Records for the task START
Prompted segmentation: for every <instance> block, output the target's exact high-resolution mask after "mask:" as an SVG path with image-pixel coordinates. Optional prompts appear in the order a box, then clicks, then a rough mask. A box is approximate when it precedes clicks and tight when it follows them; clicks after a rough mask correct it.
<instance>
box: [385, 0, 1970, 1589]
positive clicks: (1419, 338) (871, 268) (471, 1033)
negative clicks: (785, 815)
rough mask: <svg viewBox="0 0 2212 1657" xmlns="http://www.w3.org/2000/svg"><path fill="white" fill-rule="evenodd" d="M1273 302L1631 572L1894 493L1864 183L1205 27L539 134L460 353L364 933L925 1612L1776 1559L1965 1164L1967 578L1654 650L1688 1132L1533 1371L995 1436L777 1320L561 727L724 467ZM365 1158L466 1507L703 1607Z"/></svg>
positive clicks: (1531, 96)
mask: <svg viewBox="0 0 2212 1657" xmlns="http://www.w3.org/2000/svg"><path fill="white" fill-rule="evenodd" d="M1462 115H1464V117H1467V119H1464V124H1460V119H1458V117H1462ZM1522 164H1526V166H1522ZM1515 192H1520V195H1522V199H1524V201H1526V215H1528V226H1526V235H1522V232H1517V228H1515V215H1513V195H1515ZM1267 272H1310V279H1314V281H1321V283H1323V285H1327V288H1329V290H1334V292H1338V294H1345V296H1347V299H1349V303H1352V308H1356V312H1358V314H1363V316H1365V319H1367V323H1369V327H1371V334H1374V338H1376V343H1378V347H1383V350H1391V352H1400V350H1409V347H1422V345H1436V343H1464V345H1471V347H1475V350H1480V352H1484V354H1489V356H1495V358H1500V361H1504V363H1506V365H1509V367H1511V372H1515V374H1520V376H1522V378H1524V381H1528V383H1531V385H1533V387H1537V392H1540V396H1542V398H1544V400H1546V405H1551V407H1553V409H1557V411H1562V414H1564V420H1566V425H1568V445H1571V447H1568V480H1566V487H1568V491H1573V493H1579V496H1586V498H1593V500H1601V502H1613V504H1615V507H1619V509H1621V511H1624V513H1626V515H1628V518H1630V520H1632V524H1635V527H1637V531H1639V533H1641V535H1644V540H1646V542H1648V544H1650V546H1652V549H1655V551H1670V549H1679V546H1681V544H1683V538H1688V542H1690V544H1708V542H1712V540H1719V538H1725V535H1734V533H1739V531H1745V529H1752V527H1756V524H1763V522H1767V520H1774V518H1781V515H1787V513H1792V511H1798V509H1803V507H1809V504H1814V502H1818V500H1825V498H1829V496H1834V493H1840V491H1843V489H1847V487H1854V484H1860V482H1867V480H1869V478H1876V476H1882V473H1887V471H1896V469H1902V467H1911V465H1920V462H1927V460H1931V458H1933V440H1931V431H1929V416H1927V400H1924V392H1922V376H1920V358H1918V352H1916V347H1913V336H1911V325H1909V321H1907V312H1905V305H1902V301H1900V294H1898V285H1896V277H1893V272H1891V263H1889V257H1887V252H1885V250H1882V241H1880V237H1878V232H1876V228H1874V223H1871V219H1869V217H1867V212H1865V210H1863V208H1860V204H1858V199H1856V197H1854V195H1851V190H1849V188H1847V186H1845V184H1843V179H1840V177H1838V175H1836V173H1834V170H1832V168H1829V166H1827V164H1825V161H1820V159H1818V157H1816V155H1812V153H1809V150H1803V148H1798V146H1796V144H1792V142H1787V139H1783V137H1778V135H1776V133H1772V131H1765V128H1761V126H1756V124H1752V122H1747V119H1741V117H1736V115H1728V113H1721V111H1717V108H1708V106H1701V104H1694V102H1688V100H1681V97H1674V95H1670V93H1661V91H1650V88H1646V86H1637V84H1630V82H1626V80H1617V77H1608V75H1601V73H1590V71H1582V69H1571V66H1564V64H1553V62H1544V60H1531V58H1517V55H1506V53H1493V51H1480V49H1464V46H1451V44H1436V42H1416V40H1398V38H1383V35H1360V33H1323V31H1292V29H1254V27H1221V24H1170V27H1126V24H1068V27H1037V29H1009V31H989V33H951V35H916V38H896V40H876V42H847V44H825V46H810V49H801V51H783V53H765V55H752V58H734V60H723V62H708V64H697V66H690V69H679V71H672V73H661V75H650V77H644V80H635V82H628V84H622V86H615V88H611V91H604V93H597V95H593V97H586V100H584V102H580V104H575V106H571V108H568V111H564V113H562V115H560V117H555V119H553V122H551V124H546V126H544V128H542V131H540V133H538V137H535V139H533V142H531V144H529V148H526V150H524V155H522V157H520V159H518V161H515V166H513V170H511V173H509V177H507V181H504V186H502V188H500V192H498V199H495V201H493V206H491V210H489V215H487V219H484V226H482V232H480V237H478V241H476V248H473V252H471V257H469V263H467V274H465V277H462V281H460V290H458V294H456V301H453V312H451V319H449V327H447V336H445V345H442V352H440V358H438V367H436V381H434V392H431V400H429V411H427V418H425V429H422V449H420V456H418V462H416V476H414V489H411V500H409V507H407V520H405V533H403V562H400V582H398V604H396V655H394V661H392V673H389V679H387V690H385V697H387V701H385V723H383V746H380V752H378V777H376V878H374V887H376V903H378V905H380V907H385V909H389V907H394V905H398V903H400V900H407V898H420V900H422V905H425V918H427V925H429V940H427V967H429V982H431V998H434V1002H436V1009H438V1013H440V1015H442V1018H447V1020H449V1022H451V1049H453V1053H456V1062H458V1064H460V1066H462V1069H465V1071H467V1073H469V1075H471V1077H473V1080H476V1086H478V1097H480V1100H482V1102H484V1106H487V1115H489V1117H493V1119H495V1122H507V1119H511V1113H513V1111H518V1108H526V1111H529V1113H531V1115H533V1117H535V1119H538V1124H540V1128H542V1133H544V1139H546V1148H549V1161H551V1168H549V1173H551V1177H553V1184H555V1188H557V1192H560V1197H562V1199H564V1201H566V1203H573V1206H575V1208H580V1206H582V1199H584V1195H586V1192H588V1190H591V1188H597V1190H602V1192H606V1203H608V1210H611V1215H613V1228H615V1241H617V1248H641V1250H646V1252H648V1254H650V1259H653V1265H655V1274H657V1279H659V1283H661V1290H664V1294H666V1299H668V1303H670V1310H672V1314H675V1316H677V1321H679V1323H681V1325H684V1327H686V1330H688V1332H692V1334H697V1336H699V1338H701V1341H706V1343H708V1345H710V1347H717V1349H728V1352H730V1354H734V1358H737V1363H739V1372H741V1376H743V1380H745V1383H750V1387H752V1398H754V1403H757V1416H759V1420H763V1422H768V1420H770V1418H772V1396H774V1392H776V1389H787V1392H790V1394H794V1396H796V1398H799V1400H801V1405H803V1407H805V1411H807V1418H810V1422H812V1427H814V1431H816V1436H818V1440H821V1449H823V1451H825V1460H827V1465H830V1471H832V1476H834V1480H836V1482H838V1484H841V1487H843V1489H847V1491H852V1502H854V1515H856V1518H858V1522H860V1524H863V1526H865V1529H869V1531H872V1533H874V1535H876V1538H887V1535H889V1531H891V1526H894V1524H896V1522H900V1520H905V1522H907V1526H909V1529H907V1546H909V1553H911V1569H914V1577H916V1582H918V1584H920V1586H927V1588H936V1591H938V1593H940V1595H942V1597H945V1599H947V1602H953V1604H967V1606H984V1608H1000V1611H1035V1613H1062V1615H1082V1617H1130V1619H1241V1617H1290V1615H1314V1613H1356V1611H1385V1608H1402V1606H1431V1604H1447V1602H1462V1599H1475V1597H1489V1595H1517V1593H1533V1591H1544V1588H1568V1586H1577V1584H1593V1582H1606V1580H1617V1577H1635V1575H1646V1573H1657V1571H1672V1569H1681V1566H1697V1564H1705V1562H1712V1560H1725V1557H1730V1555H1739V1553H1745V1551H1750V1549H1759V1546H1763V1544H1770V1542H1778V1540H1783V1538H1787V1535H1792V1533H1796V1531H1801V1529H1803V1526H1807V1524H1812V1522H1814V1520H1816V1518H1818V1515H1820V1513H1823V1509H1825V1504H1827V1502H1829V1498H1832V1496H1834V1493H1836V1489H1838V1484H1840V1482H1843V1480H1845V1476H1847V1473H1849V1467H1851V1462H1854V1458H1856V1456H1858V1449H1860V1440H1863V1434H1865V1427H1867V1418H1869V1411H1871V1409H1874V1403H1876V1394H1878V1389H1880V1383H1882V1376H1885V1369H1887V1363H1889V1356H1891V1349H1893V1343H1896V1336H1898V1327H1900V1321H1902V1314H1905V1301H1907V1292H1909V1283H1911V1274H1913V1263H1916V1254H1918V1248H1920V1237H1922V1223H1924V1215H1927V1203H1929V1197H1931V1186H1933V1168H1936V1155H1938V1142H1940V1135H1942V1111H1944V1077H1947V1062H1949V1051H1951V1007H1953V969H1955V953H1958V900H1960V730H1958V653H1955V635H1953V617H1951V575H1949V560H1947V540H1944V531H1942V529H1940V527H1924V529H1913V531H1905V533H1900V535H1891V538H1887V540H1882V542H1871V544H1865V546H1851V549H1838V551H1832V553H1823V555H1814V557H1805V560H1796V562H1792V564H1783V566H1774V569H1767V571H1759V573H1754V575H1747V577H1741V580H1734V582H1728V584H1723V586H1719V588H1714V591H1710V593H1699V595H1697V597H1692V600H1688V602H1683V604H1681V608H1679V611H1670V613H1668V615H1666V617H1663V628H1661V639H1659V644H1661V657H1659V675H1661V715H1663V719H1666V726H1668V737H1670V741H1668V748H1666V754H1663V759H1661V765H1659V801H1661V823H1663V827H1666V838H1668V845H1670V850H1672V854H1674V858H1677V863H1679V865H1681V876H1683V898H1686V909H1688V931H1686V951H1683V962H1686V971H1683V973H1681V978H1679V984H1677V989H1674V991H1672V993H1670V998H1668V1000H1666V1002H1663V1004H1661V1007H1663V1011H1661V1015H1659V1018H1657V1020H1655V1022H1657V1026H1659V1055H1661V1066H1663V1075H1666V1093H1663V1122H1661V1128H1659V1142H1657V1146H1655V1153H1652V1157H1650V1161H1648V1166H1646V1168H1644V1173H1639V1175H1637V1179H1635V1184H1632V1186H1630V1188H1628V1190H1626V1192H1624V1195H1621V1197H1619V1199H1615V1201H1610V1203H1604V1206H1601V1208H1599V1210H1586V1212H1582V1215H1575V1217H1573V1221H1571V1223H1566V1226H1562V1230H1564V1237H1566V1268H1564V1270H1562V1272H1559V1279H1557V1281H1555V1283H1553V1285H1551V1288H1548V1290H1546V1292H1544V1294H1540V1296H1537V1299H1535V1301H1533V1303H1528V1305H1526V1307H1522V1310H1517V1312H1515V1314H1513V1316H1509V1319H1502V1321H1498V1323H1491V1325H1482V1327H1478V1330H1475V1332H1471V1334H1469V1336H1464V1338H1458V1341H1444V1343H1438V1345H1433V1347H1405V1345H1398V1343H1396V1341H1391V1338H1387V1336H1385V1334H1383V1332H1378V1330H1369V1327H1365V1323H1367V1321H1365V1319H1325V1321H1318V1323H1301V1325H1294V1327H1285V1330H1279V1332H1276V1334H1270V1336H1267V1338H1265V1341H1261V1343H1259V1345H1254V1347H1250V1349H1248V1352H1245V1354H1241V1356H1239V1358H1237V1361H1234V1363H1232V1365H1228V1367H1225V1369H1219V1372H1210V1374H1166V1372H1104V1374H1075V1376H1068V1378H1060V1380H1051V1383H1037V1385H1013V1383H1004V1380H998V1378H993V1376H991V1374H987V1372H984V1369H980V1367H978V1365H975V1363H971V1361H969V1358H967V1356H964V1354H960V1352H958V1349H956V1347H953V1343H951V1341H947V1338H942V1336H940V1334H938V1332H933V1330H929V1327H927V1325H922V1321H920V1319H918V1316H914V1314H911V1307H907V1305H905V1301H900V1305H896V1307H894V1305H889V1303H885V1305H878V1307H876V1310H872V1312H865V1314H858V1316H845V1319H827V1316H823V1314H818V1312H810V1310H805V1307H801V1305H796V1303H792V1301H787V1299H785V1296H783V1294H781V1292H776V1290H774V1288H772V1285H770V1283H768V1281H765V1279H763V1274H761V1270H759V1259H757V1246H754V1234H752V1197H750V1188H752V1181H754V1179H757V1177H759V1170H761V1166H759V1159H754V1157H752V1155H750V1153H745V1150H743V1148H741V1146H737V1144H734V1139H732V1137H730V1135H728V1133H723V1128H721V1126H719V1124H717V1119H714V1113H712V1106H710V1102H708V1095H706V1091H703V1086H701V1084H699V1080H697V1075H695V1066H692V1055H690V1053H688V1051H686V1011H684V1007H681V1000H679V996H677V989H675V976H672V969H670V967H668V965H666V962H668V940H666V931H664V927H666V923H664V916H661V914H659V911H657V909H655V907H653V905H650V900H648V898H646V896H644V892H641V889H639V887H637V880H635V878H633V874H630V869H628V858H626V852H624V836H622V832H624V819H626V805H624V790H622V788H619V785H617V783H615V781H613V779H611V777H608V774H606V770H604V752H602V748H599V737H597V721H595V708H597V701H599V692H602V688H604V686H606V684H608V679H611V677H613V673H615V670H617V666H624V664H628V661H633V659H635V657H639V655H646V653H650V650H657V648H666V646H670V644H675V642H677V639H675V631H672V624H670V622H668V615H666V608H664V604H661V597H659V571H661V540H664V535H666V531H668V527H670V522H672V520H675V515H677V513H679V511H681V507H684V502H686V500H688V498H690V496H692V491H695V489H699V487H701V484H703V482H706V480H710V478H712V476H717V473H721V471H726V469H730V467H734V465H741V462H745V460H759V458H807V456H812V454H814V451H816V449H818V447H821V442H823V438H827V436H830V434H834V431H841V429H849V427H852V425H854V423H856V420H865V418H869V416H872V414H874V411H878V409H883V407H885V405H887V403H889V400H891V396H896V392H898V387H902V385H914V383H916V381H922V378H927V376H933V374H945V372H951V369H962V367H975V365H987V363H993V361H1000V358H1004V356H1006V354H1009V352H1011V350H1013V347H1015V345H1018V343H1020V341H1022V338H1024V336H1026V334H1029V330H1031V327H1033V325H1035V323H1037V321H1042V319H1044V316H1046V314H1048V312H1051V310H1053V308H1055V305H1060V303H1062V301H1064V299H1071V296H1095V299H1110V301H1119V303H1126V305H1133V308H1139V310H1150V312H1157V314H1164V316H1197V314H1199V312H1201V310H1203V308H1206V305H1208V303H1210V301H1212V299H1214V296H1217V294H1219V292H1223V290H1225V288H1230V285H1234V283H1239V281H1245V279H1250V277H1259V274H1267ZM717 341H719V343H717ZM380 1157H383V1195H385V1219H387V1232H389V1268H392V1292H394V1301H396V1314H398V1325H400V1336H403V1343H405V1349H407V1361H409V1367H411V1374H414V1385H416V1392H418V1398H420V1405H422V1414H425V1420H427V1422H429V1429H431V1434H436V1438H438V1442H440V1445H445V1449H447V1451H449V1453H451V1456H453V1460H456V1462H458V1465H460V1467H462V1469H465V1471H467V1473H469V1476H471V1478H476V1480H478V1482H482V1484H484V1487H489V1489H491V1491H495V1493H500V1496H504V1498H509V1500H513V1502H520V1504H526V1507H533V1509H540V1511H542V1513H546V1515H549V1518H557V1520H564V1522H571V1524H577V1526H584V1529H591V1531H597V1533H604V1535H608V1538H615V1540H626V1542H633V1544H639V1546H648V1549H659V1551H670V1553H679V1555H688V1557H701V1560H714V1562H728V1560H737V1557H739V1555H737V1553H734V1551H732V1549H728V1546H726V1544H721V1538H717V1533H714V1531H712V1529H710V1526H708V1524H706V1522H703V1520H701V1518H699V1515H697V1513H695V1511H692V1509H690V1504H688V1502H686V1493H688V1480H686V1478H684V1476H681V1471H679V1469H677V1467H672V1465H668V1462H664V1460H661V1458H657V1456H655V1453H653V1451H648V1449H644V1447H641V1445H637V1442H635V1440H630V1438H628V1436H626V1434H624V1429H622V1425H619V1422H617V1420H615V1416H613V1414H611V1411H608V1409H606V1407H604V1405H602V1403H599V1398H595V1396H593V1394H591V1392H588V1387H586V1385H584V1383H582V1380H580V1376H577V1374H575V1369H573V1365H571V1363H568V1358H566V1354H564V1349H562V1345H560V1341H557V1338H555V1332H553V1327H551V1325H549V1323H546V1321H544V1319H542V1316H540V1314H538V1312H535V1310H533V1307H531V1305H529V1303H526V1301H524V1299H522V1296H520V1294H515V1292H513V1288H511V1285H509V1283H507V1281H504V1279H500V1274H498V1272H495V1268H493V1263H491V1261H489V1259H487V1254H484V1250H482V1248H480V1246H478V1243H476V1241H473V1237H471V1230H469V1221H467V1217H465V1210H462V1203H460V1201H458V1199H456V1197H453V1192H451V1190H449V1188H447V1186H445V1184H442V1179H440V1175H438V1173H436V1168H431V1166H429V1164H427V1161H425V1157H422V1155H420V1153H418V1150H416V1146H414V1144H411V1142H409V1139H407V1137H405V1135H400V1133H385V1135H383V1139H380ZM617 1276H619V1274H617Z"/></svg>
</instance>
Records for the task END
What the task asks
In the listing, find each line with the string "positive" and copy it.

Response for this exercise
positive clicks: (1419, 338) (871, 268) (471, 1033)
positive clicks: (1531, 96)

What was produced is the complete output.